▸ ENTRIES PROVIDED
────────────────────

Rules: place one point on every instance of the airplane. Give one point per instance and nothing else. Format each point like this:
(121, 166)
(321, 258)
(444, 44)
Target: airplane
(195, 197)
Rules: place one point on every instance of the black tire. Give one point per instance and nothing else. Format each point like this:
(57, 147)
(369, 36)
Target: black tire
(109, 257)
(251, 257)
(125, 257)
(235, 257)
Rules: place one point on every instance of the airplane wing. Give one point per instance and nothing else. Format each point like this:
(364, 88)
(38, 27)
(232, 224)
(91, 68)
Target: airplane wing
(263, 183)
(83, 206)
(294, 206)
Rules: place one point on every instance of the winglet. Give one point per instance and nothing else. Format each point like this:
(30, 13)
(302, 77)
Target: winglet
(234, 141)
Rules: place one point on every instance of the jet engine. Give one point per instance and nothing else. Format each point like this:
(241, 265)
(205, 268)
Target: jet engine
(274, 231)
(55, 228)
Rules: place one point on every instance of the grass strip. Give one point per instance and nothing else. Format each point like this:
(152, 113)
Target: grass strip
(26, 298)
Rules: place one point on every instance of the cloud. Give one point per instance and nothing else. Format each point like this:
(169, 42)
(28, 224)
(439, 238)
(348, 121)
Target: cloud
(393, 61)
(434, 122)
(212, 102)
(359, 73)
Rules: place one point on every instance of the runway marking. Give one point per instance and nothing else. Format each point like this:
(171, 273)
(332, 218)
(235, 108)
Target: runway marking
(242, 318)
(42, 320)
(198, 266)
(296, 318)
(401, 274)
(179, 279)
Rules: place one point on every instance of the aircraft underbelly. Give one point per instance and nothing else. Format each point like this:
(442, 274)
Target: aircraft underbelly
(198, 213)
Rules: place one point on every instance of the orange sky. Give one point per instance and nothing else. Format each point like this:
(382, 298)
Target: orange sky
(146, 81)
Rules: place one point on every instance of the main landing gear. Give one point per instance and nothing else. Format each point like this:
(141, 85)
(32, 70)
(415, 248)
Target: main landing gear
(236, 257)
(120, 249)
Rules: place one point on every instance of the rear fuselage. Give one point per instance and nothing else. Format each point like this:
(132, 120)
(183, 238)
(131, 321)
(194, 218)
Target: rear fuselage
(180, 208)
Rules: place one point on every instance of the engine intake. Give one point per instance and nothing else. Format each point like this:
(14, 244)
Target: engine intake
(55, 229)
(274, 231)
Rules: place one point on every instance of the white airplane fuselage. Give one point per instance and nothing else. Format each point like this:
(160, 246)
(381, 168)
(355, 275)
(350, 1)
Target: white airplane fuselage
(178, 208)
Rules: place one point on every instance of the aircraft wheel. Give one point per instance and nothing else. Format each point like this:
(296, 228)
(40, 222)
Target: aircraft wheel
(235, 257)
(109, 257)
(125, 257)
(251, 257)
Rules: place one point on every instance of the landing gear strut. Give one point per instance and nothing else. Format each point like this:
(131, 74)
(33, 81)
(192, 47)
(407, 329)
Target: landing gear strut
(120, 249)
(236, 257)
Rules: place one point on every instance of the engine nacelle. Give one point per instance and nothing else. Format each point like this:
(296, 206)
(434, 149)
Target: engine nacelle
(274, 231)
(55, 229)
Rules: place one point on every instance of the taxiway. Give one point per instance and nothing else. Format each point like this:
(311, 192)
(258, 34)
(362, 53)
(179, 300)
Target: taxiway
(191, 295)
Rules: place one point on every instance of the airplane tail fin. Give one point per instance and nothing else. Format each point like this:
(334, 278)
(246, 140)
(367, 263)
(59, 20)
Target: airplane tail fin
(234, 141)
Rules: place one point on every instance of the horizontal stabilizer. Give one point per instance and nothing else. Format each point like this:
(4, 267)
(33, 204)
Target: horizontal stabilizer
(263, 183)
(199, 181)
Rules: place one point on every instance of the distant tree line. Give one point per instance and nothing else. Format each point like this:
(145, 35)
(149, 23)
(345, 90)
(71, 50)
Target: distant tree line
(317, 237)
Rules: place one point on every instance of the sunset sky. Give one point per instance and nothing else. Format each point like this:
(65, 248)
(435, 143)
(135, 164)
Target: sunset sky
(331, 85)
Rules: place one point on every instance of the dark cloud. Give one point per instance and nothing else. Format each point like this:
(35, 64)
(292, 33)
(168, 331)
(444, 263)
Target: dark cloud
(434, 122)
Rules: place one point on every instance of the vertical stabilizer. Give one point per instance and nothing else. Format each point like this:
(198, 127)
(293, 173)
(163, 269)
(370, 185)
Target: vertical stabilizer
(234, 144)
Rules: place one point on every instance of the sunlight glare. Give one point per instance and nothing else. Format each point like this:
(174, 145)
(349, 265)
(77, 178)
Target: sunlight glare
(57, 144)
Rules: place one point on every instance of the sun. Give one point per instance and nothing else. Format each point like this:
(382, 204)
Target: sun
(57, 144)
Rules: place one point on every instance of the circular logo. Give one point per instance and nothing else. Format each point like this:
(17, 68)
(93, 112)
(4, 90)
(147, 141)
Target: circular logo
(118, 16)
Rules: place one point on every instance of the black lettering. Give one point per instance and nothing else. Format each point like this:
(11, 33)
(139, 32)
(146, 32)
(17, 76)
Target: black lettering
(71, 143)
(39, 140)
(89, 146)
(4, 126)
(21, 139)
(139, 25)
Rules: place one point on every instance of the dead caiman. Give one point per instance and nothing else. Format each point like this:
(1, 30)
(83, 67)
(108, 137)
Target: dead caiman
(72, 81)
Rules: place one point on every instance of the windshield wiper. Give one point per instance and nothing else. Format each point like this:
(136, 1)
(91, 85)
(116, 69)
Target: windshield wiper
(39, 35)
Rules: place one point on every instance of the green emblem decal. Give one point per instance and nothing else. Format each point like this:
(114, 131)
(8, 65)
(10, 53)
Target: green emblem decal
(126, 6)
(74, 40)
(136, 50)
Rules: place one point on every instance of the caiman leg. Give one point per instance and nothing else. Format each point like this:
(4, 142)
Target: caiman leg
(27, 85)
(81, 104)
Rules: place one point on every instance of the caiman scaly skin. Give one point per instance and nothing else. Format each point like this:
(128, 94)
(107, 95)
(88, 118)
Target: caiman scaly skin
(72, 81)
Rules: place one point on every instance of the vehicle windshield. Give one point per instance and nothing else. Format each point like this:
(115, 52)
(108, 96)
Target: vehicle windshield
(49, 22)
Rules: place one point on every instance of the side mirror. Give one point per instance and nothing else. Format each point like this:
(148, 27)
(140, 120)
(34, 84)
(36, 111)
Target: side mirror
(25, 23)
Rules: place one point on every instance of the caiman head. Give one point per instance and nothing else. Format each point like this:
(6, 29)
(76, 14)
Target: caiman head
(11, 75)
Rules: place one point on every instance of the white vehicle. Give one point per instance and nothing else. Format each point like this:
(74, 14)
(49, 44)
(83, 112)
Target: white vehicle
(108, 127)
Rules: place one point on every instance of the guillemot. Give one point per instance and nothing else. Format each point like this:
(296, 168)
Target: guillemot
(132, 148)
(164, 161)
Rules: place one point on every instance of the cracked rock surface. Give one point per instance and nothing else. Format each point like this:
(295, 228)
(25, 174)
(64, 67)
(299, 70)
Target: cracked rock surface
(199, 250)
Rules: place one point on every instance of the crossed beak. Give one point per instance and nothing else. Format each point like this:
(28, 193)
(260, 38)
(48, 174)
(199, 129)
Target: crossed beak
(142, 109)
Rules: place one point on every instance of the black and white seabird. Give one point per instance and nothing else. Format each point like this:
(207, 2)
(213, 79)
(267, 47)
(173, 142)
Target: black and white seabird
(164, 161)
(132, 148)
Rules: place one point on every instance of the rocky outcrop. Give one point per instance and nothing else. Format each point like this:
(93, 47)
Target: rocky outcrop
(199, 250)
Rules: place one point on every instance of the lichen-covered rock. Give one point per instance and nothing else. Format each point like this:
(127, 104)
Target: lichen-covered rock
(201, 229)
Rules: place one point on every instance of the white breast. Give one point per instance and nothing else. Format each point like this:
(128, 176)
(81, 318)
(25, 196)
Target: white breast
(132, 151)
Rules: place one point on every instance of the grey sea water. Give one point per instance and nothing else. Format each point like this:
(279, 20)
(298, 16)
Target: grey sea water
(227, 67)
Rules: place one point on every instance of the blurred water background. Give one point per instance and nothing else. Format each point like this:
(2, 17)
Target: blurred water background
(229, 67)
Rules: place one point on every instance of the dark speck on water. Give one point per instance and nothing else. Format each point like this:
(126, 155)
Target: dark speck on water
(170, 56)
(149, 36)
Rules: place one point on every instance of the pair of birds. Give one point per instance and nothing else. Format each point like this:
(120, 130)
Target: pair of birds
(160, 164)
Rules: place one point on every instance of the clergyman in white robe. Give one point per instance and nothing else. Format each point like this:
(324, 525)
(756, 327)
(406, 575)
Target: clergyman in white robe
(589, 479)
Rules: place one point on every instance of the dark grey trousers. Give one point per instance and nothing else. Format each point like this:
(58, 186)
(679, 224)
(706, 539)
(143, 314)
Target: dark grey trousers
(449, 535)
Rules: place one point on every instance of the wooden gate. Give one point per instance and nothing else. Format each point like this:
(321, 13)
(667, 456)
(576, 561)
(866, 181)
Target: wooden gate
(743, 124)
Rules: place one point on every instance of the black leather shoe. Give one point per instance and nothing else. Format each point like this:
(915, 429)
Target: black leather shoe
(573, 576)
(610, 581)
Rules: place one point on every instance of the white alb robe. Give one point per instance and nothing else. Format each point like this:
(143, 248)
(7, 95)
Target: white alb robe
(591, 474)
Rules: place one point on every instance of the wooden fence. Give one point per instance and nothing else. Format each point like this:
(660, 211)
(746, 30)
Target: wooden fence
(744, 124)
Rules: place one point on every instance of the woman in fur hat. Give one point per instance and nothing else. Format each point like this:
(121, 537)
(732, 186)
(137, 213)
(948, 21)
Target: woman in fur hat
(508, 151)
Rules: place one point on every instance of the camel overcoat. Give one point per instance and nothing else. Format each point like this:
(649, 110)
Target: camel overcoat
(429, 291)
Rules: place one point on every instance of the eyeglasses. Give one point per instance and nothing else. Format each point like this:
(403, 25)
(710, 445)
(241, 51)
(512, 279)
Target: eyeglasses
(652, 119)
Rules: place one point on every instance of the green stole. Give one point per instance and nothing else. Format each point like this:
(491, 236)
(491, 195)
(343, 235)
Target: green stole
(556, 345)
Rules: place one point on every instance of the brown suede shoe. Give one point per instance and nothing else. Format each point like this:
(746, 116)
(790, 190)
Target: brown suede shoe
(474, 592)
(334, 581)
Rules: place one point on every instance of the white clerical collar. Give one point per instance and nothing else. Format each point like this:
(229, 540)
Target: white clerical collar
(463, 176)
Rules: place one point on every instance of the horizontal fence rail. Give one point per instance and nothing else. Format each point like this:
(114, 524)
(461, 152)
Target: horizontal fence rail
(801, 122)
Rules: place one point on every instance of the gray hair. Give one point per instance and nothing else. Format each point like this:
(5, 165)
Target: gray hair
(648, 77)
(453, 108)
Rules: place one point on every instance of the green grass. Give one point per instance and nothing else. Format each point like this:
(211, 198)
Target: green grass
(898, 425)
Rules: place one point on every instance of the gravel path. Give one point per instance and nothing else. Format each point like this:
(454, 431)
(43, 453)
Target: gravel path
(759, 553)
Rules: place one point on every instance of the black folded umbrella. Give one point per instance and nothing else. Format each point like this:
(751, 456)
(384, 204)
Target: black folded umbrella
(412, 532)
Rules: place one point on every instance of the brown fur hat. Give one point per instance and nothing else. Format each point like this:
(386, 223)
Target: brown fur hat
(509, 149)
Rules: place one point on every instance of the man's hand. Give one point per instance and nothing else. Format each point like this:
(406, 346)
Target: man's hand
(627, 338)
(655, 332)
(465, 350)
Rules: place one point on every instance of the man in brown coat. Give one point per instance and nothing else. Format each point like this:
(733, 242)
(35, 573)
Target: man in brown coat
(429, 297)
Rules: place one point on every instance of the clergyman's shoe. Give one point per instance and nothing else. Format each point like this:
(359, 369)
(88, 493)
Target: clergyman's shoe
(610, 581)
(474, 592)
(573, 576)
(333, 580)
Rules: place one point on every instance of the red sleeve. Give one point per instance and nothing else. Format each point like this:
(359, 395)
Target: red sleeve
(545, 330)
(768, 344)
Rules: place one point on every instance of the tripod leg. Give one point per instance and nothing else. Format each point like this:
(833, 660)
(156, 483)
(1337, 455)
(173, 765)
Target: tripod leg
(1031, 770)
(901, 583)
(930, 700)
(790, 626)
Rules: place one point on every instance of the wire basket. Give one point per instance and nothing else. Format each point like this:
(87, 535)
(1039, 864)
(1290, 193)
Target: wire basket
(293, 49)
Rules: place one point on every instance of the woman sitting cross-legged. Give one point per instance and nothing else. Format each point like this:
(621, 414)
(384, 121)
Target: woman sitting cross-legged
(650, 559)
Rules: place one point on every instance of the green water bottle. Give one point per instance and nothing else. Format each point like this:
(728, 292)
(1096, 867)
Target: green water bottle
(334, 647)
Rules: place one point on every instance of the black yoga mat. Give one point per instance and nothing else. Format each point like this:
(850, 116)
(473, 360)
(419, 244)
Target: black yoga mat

────────────────────

▸ GIVEN REQUEST
Reproduce the final stretch of the data above: every line from the one holding "Rules: place one point on every instance of the man's" through the end, inclusive, exactly as written and nothing else.

▸ WRITTEN SOLUTION
Rules: place one point on every instance of the man's hand. Give one point per instance and nothing else. Format each point like this:
(406, 346)
Target: man's hand
(627, 338)
(655, 332)
(465, 350)
Rules: place one point on every instance of the man in brown coat. Give one point per instance and nothing else. Format each point like this:
(733, 242)
(35, 573)
Target: man in brown coat
(429, 297)
Rules: place one point on every instance of the clergyman's shoe. Give one point per instance and nothing else. Format each point like this:
(359, 369)
(88, 493)
Target: clergyman's shoe
(610, 581)
(474, 592)
(573, 576)
(333, 580)
Rules: place one point on every instance of the red sleeve. Give one point per instance and nothing else. Format each point like this:
(359, 395)
Target: red sleeve
(545, 330)
(768, 344)
Rules: place one point on every instance of the tripod leg. Give one point per instance and nothing else. Format each point like this:
(833, 660)
(156, 483)
(1337, 455)
(173, 765)
Target: tripod leg
(1031, 770)
(901, 583)
(930, 700)
(790, 626)
Rules: place one point on every instance of the wire basket. Give one point per instance and nothing else. Format each point like this:
(87, 535)
(1039, 864)
(1290, 193)
Target: wire basket
(293, 49)
Rules: place one point on every instance of the woman sitting cross-legged. Give one point per instance and nothing else. Format each point like this:
(621, 414)
(384, 121)
Target: woman sitting cross-legged
(650, 559)
Rules: place one point on every instance of the green water bottle. Give one point per instance and nothing else. Format each point like this:
(728, 292)
(1096, 867)
Target: green water bottle
(334, 647)
Rules: place one point on every instance of the black yoga mat. Give one point per instance and nothing else. Format each point like this:
(850, 116)
(473, 360)
(419, 244)
Target: black yoga mat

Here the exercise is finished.